> [BRANO DELLA PAGINA]:
------

9. I parenti di Curògna / Altri parenti di parte materna

«Il futuro è già passato ovvero mi, Belun, i Belumat e le bele compagnie». 9a puntata

I parenti di Curògna.

Il fratello della nonna, lo zio Bepi (dei Selle), abitava invece in pianura, presso Curògna. Si andava in corriera fino a Pederobba e poi via per i campi nascosti nel granoturco estivo alto e grasso per abbreviare il percorso. La sua colonìa era situata in cima a un piccolo rilievo del terreno che ne aveva un altro dirimpetto sul lato est dove abitavano i Caldi.  La famiglia dello zio Bepi era molto numerosa e la zia Polda aveva il suo bel daffare a badare ai vari figlioli tra cui ricordo Natalino, Pasqualino, Esterina, Romeo, il Cinto … e soprattutto la Anna che aveva poco più della mia età e sapeva tutto degli animali del suo cortile dove oltre al maiale, c’erano vacche, capre, pecore, galline, colombi e delle bellissime oche che ebbe persino il coraggio di affidarmi perché le guidassi con la bacchettina verso la solita pozza d’acqua, poco distante dal caseggiato rustico. Ricordo perfettamente i loro becchi arancioni sopra i lunghissimi colli, tutte in fila, più alte di me e affatto spaventate mentre io … se avessi potuto scappare! Ma l’orgoglio dove lo mettiamo?

A Curògna con il cane Mirko.

La mia bestia preferita era comunque Mirko, uguale in tutto e per tutto a Lessie, mito tra i cani della prima tv e unico concorrente di Rin-tin-tin. Di fatto mi pareva intelligentissimo e sembrava capire tutto ciò che gli dicevo. Un giorno mi chiesero di andare dai Caldi in cerca di un certo Baciòco e il Mirco mi ci portò sicuro solo al mio ripetere quei nomi.

Zio Bepi Polda.

Dai Caldi ci tornai un’altra volta a prendere in prestito un curaréce1 per aiutare zio Bepi a preparare al porzèl pa i saladi. Eravamo andati col nonno per aiutarlo nel delicato compito e lui sarebbe venuto qualche giorno dopo da noi a ricambiare il favore. Far su il maiale era una festa e poi si mangiava il tastasal2 con la polenta!

------

> [DATI MOSTRATI]:
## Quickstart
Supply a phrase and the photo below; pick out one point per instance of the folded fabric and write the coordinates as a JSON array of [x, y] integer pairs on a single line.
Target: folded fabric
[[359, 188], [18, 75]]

------

> [ELENCO ATTIVITÀ]:
**1)** Rispondi a queste domande sul racconto dei parenti di Curògna:
(a) Fino a quale paese si andava in corriera per arrivare dallo zio Bepi?
(b) A quale cane della prima tv somigliava in tutto Mirko?
(c) Che cosa si mangiava con la polenta quando si faceva su il maiale?
**2)** Modifica il tratto del racconto dei parenti di Curògna che va da "La mia bestia" fino a "con la polenta!" e riscrivilo mettendo "pane" al posto di "polenta".

> [LE RISPOSTE]:
**1)**
(a) Fino a Pederobba.
(b) A Lessie.
(c) Il tastasal.

**2)**
La mia bestia preferita era comunque Mirko, uguale in tutto e per tutto a Lessie, mito tra i cani della prima tv e unico concorrente di Rin-tin-tin. Di fatto mi pareva intelligentissimo e sembrava capire tutto ciò che gli dicevo. Un giorno mi chiesero di andare dai Caldi in cerca di un certo Baciòco e il Mirco mi ci portò sicuro solo al mio ripetere quei nomi.

Zio Bepi Polda.

Dai Caldi ci tornai un’altra volta a prendere in prestito un curaréce1 per aiutare zio Bepi a preparare al porzèl pa i saladi. Eravamo andati col nonno per aiutarlo nel delicato compito e lui sarebbe venuto qualche giorno dopo da noi a ricambiare il favore. Far su il maiale era una festa e poi si mangiava il tastasal2 con la pane!